[What is needed]: Reproduce every item below word for word, but leave out the pictures.

(Dataset entries)
-- START --

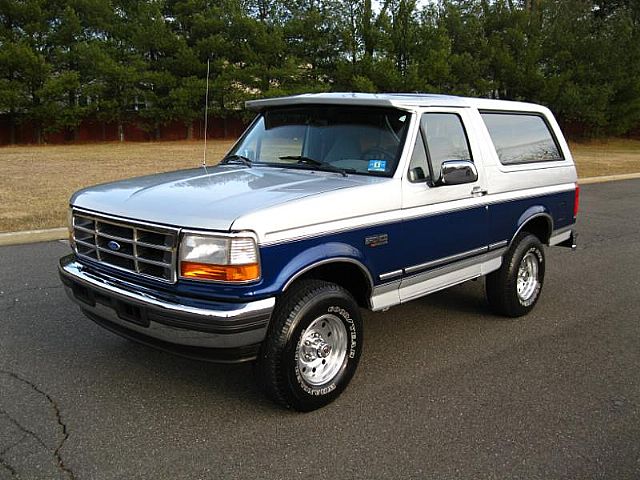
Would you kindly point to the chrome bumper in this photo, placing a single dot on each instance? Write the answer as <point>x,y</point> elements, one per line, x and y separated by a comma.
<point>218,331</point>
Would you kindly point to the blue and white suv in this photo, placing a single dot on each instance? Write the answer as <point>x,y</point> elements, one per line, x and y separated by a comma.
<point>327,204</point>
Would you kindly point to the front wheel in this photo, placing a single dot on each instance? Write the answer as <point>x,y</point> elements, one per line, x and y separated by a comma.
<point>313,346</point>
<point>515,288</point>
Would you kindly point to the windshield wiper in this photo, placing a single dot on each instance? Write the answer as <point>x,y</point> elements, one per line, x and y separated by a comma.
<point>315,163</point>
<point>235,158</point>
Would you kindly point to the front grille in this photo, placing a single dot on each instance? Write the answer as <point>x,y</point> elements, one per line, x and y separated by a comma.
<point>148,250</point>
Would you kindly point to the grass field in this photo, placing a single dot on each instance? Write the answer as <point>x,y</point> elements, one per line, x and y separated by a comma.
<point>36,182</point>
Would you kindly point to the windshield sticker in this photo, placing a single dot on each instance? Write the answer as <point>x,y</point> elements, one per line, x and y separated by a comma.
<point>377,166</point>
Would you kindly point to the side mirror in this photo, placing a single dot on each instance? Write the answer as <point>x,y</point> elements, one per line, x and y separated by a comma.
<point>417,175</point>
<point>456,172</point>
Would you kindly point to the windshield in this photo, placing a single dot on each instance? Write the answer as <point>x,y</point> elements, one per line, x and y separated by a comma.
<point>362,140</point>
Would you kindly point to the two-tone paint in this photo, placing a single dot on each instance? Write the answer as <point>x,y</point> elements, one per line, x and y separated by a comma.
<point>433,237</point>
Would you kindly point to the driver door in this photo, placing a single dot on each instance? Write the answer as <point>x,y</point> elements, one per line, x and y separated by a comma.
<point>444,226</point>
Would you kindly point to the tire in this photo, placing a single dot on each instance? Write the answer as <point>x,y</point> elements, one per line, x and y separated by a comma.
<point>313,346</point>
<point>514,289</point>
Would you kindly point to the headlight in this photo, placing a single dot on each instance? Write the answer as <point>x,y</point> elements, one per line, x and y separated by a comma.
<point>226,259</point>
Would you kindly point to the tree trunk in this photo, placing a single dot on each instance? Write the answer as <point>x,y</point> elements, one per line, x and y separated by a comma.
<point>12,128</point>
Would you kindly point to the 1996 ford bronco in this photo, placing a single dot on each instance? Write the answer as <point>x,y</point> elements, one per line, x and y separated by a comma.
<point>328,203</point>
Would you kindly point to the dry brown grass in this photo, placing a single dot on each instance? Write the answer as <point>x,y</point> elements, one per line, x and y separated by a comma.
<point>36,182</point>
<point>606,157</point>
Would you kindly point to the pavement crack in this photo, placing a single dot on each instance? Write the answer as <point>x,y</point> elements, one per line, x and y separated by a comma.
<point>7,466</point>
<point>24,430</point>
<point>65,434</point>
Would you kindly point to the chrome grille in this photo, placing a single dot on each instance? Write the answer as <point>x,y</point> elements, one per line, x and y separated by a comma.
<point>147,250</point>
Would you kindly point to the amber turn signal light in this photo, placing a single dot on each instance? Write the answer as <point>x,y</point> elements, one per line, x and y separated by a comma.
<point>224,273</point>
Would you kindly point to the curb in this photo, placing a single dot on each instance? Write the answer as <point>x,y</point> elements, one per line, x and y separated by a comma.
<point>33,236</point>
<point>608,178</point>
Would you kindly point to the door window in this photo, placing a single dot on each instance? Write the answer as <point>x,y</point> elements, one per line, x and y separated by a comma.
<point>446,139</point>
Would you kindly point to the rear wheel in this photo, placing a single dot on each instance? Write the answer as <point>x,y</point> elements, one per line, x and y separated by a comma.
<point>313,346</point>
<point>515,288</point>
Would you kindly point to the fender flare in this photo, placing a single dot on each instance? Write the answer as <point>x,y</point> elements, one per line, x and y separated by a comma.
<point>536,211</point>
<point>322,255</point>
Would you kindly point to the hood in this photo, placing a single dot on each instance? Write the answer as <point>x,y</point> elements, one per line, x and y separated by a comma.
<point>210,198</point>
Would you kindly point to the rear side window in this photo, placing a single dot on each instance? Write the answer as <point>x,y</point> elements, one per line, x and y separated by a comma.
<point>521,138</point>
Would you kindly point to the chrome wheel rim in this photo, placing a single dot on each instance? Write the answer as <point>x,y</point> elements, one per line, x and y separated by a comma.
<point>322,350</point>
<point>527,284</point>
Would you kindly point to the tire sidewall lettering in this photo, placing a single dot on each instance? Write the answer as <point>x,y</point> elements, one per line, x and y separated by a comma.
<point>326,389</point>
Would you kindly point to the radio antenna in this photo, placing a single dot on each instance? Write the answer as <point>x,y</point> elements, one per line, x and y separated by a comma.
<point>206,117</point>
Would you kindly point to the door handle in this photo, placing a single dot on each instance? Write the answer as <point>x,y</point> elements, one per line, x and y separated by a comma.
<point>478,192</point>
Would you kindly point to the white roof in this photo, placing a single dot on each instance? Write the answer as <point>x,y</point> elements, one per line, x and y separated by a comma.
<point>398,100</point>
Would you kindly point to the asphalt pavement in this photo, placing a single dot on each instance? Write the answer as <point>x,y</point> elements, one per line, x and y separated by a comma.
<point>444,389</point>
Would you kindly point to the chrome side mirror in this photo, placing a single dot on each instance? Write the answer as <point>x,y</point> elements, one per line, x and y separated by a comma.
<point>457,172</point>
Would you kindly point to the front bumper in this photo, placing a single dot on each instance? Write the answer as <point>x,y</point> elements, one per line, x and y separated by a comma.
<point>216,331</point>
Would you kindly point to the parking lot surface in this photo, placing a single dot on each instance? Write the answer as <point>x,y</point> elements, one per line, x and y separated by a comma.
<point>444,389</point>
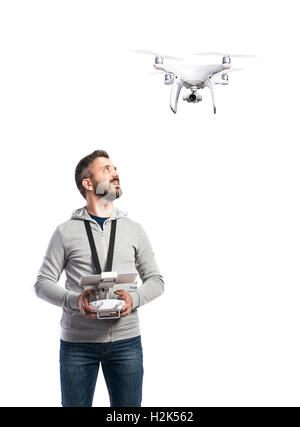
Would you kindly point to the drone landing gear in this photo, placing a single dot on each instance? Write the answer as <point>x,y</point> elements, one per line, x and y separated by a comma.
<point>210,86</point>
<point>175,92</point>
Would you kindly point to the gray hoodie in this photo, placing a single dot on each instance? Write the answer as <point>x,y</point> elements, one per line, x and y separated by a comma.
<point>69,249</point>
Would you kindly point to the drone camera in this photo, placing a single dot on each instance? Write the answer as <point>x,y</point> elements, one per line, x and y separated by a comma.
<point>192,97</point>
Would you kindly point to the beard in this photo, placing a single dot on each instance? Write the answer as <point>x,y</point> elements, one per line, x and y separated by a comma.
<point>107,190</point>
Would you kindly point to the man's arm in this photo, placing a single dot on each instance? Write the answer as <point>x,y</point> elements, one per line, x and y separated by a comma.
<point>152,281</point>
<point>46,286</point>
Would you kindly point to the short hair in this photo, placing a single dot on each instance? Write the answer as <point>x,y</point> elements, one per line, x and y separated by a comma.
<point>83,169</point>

-- END --

[Problem solution]:
Would you kindly point to the chrome bumper in this photo, placing a single dot on each instance? Write the answer as <point>x,y</point> elements, one per line, x and y separated by a comma.
<point>218,331</point>
Would you kindly point to the blue and white suv in this photo, placing a single dot on each instance? Write the answer as <point>x,y</point> elements, one per line, x and y separated by a comma.
<point>327,204</point>
Would you kindly point to the front wheel in this photo, placing a single dot on each instance? Write the answer as <point>x,y</point> elements, one per line, x and y separated by a comma.
<point>313,346</point>
<point>515,288</point>
Would you kindly point to the windshield wiper in this photo, placing a single dot on each instance? Write the answer as <point>x,y</point> elements, one per line, x and y separated by a comma.
<point>315,163</point>
<point>235,158</point>
Would you kindly point to the front grille in this photo, placing a single dot on each instance? Write the answer as <point>x,y</point> elements, one per line, x and y separated by a comma.
<point>148,250</point>
Would you kindly point to the grass field in this photo, placing a single dot on each instance? Write the answer as <point>x,y</point> elements, one per line, x and y separated by a comma.
<point>36,182</point>
Would you kindly point to the windshield sticker in this photo, placing a single dot on each instance? Write the answer as <point>x,y</point> elements, one per line, x and y separated by a comma.
<point>377,166</point>
Would you kindly point to the side mirror in this photo, placing a single dot on each instance? Write the answer as <point>x,y</point> elements, one per line, x and y separated by a comma.
<point>417,175</point>
<point>456,172</point>
Would you kindly point to the windshield in this photo, placing a single dot on each instance? Write the answer as <point>x,y</point> elements, one per line, x and y separated by a comma.
<point>362,140</point>
Would you kindly point to the two-tone paint in this photo, placing a single dot on each instance? Write the answer as <point>x,y</point> elements, one per line, x and y separated by a comma.
<point>433,237</point>
Would you kindly point to the driver door in this photo, placing a single dot on each instance? Write the answer as <point>x,y</point> elements, one per line, x and y separated by a comma.
<point>444,226</point>
Would you kindly point to the tire in this photo, placing a single dot on each instance? Write the answer as <point>x,y</point> elements, one per line, x and y separated by a comma.
<point>313,346</point>
<point>514,289</point>
Would you kindly point to the headlight in this photo, placing a single dot on each instance? Write the answer as <point>x,y</point> elements, one per line, x and y separated by a comma.
<point>226,259</point>
Would you kindly point to the tree trunk in this photo, placing a single dot on each instance? Write the answer as <point>x,y</point> elements, one per line, x and y separated by a comma.
<point>12,128</point>
Would you kindly point to the 1996 ford bronco in this photo, placing a single dot on each instance? Write the answer as <point>x,y</point> elements, one per line, x and y separated by a comma.
<point>328,203</point>
Would you kindly point to the dry brown grass in this photo, placing a single dot on each instance? Write the answer as <point>x,y</point> elements, one per line, x and y separated by a comma.
<point>36,182</point>
<point>606,157</point>
Would you kindly point to the pavement crack in this photo, placing a single dot on each instance? Write the answer as <point>x,y</point> elements, one per line, x and y separated by a comma.
<point>7,466</point>
<point>24,430</point>
<point>65,434</point>
Would you kindly point to the chrome grille in this photo, placing a single dot on each instance? Write the answer as <point>x,y</point> elements, one per line, x and y separated by a comma.
<point>147,250</point>
Would you kindly point to the amber turn signal light in this photo, placing a single dot on each instance? Write the answer as <point>x,y</point> elements, one per line, x and y separated by a comma.
<point>224,273</point>
Would you kindly point to the curb in this photo, placing a single dot on each instance? Write the answer as <point>x,y</point> elements, one per line, x and y separated by a comma.
<point>33,236</point>
<point>608,178</point>
Would you kindly point to the door window in this photo, placing a single dot on each instance? Write the answer as <point>x,y</point> elements, one per line, x and y separated by a comma.
<point>446,139</point>
Would you kindly point to the rear wheel in this photo, placing a single dot on each instance? Write the answer as <point>x,y</point> elements, one per line, x and y separated by a comma.
<point>313,346</point>
<point>515,288</point>
Would you kindly point to the fender flare in this photo, placing a single dot on each instance? Write the answer as <point>x,y</point> elements, one per line, x and y separated by a comma.
<point>536,211</point>
<point>322,255</point>
Would you kindly point to the hood in this photo, placing a single dot on each instance? Write the answer as <point>x,y</point> elements, one per line, x and y separated by a comma.
<point>210,198</point>
Would you kindly point to the rear side window in this photo, placing a single dot on each instance? Write the answer as <point>x,y</point> elements, one per line, x and y separated by a comma.
<point>521,138</point>
Would you kindly point to the chrome wheel rim in this photo, placing a single dot on each instance? Write the answer as <point>x,y</point> elements, one per line, x and y separated by a comma.
<point>322,350</point>
<point>527,284</point>
Would you kindly point to the tire sidewall lettering in this photo, placing a single dot on each instance? Write the answer as <point>x,y</point> elements, one per line, x and y separated by a comma.
<point>326,389</point>
Would you kindly point to the radio antenna in this photo, placing a single dot on each instance? Write the answer as <point>x,y</point> elements, one per line, x and y separated by a comma.
<point>206,117</point>
Would you kindly point to the door handle in this photo, placing a single dot on each instance? Write the answer as <point>x,y</point> elements, one per line, x and y separated by a comma.
<point>478,192</point>
Would you kindly point to the white roof in this photo, placing a single dot on each instance? Write the answer as <point>x,y</point> elements, one per line, x and y separated by a comma.
<point>398,100</point>
Would you kindly point to the asphalt pavement in this photo, placing a single dot on each instance? Write the answer as <point>x,y</point> elements, one per line, x and y separated by a comma.
<point>444,389</point>
Would you kindly point to the chrome side mirror in this photo, placing a single dot on each instance? Write the answer as <point>x,y</point> elements, one per line, x and y separated by a comma.
<point>457,172</point>
Would you kindly point to the front bumper in this photo, placing a single dot on each instance? Write the answer as <point>x,y</point> elements, one per line, x and y separated by a comma.
<point>216,331</point>
Would you kindly point to the parking lot surface in this photo, placing a single dot on each instance? Write the answer as <point>x,y</point> elements, one per line, x and y separated by a comma.
<point>444,389</point>
Would you kindly point to the drone landing gear in this photo, placing a single dot on each instance? Write the answer as <point>x,y</point> elements, one per line, x and y separated by a comma.
<point>210,86</point>
<point>175,92</point>
Would you kindly point to the gray hoodie in this photo, placing a single dot on each instance? Write the answer as <point>x,y</point> elements, one per line, x and y separated by a comma.
<point>69,249</point>
Would you kindly point to the drone camera in this photo, placing a single dot on each instance? Write the answer as <point>x,y</point> elements, one per line, x and y separated by a comma.
<point>192,97</point>
Would you kindly point to the beard in this photo, placing a single dot on each instance? Write the answer as <point>x,y</point> elements, one per line, x and y separated by a comma.
<point>107,190</point>
Would you kindly point to the man's arm in this photo, placing a single dot on each instance? Write the answer as <point>x,y</point> elements, one per line, x and y separated by a comma.
<point>152,281</point>
<point>46,286</point>
Would you kindly point to the short hair in this photo, placing a single dot on each instance? Write the answer as <point>x,y</point> elements, one per line, x and y separated by a comma.
<point>83,169</point>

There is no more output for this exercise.